▶ **HOW TO COMPLETE THIS TASK**: Please retype the whole listing so that it matches the original exactly.
━━━━━━━━━━━━━━━━━━━━
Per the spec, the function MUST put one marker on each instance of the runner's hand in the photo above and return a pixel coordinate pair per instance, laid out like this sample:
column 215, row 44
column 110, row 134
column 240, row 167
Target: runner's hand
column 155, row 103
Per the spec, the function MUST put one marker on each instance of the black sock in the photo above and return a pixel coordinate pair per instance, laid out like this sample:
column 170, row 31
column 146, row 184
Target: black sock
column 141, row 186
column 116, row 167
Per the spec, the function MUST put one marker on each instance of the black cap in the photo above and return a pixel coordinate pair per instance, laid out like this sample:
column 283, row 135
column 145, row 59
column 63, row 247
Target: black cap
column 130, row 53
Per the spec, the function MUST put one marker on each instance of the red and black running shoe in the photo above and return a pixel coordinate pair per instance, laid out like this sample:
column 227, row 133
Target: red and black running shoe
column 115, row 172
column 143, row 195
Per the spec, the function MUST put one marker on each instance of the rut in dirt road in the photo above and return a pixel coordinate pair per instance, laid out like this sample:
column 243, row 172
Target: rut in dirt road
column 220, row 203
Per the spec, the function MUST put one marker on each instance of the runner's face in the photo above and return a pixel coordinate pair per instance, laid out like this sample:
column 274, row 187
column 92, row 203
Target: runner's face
━━━━━━━━━━━━━━━━━━━━
▶ **RESULT FOR THIS EXERCISE**:
Per the spec, the function MUST put one marker on each instance of the runner's hand in the photo above and return a pixel coordinate pair per instance, laid out like this sample:
column 215, row 44
column 110, row 134
column 240, row 167
Target: runner's hand
column 155, row 103
Per the spec, the function MUST put one marker on each instance of the black sock in the photo above and return a pixel coordinate pair per instance, laid out like this sample:
column 170, row 31
column 146, row 184
Target: black sock
column 141, row 186
column 116, row 167
Per the spec, the function MUST put one marker on each instance of the black cap in the photo above and return a pixel coordinate pair per instance, laid out like this sample:
column 283, row 135
column 145, row 59
column 63, row 247
Target: black cap
column 130, row 53
Per the spec, the function MUST put one marker on each instance of the red and black running shoe in the photo above and return a pixel coordinate pair per instance, laid out like this sample:
column 227, row 133
Target: red and black running shoe
column 115, row 172
column 143, row 195
Per the spec, the function MUST put one marker on each instance of the rut in dirt road in the photo above and return a pixel coordinate pair per instance, laid out like this sample:
column 243, row 172
Target: rut in dirt road
column 220, row 203
Per the spec, the function MUST put one marker on each instance of the runner's face in the photo above and return a pixel coordinate pair per instance, laid out like this sample:
column 274, row 187
column 92, row 203
Target: runner's face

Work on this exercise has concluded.